DATA EXTRACTS Start Marker

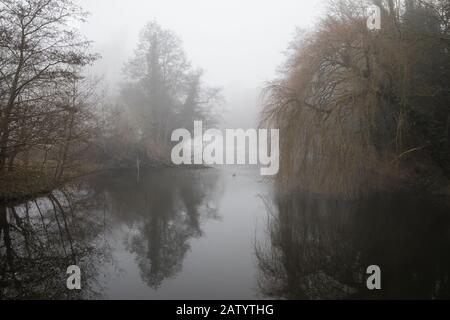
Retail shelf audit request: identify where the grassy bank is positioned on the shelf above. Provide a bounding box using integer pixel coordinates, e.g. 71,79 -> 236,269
0,166 -> 103,204
0,157 -> 182,204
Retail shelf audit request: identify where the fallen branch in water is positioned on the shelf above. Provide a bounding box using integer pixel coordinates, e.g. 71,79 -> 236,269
398,145 -> 429,159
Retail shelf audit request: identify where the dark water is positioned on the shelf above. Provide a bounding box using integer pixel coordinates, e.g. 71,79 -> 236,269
1,167 -> 450,299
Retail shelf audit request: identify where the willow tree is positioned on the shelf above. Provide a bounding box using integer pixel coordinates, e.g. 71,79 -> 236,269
262,0 -> 450,198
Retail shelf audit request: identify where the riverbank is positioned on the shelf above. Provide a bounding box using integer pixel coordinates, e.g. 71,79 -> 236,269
0,168 -> 90,204
0,160 -> 211,204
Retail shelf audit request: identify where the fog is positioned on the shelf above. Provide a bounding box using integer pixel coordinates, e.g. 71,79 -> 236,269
2,0 -> 450,301
77,0 -> 324,128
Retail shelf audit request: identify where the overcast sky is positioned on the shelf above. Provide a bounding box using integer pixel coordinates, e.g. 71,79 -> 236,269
77,0 -> 325,128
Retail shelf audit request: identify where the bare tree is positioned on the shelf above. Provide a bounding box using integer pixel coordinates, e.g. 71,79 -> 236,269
0,0 -> 98,177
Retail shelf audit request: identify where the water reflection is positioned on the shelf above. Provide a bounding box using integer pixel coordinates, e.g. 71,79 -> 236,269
3,167 -> 449,299
256,191 -> 450,299
0,168 -> 221,299
0,192 -> 108,299
89,169 -> 221,289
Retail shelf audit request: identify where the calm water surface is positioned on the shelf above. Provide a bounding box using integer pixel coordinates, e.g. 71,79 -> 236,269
1,167 -> 450,299
97,167 -> 270,299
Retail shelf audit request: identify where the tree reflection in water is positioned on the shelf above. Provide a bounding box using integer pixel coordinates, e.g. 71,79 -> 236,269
89,168 -> 221,290
256,191 -> 450,299
0,168 -> 221,298
0,190 -> 109,299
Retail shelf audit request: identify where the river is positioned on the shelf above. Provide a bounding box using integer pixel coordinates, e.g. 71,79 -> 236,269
1,167 -> 449,299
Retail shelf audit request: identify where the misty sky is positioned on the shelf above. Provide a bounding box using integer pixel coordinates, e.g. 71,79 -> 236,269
78,0 -> 325,128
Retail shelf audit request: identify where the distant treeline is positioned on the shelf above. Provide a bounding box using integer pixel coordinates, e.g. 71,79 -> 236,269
262,0 -> 450,198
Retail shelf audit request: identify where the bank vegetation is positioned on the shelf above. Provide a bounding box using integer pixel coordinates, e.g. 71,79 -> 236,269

DATA EXTRACTS End Marker

**EXERCISE INSTRUCTIONS**:
Transcribe all of the listing precisely. The images stay out of it.

**WRITTEN RESPONSE**:
Retail shelf audit request: identify where the grassy bank is positioned on the shelf above. Provide a bounding box using integer pixel coordinates, e.g. 71,79 -> 236,269
0,166 -> 103,204
0,157 -> 182,204
Retail shelf audit request: identify where the fallen branch in water is positioned on the shelf above. Provide a bounding box using integer pixel coordinates, e.g. 71,79 -> 236,269
398,145 -> 429,159
Retail shelf audit request: identify where the dark water is positioned on the shelf above. Provide a bounding box using integer pixel coordinates, e.g. 71,79 -> 236,269
1,167 -> 450,299
Retail shelf audit request: identify where the willow tree is positioned on the shelf above. Provide a bounding box using integer pixel coordinates, e.g. 71,79 -> 236,269
262,0 -> 450,198
Retail shelf audit request: identify where the riverbank is positioned on the shelf above. Provide a bounding box using integer pixel coordinates, e.g. 71,79 -> 236,269
0,168 -> 90,204
0,160 -> 211,204
Retail shelf audit request: identify where the fog is positioned on the shelf above. Provide a bounding box using integer pixel coordinates, e.g. 71,79 -> 236,269
2,0 -> 450,301
77,0 -> 324,128
Retail shelf audit request: identify where the overcast sky is positioned on the shelf above. Provide a bounding box using integer pixel coordinates, e.g. 71,79 -> 236,269
77,0 -> 325,128
Retail shelf audit request: identify where the bare tree is positioned on the shelf above. Provide a bounding box using integer pixel coordinates, e.g. 71,79 -> 236,269
0,0 -> 98,177
Retail shelf audit request: identify where the water reflection is positioned on the shelf above. Provide a bounding box using integer pixel coordinates, e.g. 71,79 -> 236,269
3,167 -> 449,299
256,191 -> 450,299
0,168 -> 221,299
0,192 -> 108,299
89,169 -> 221,289
Retail shelf audit request: identify where the calm water surface is positioned on the shelf above. Provide a bounding box using integer pixel coordinates, e.g. 71,79 -> 236,269
1,167 -> 450,299
97,167 -> 270,299
Retail shelf audit request: identify where the tree reflection in water is positioned on the shelf above. Provide a bounding box using integer pixel coordinates, e.g. 71,79 -> 236,269
89,168 -> 221,290
256,191 -> 450,299
0,168 -> 221,298
0,190 -> 109,299
Retail shelf audit request: identify where the river is positioned on the shelf above. Provide a bounding box using integer pixel coordinates, e.g. 71,79 -> 236,269
1,167 -> 449,299
Retail shelf audit request: identify where the misty sky is positioned on the shelf above. Provide a bounding box using integer pixel coordinates, e.g. 71,79 -> 236,269
78,0 -> 325,128
Retail shelf audit request: identify where the distant treeline is positioned on the shelf above. Provide a bounding box using integer pixel coordinates, e.g. 71,79 -> 236,269
262,0 -> 450,198
Retail shelf audit request: identify where the bank vegetation is positioned on the shelf above. Provide a bounding box using integer pixel coordinates, e.g. 71,79 -> 236,269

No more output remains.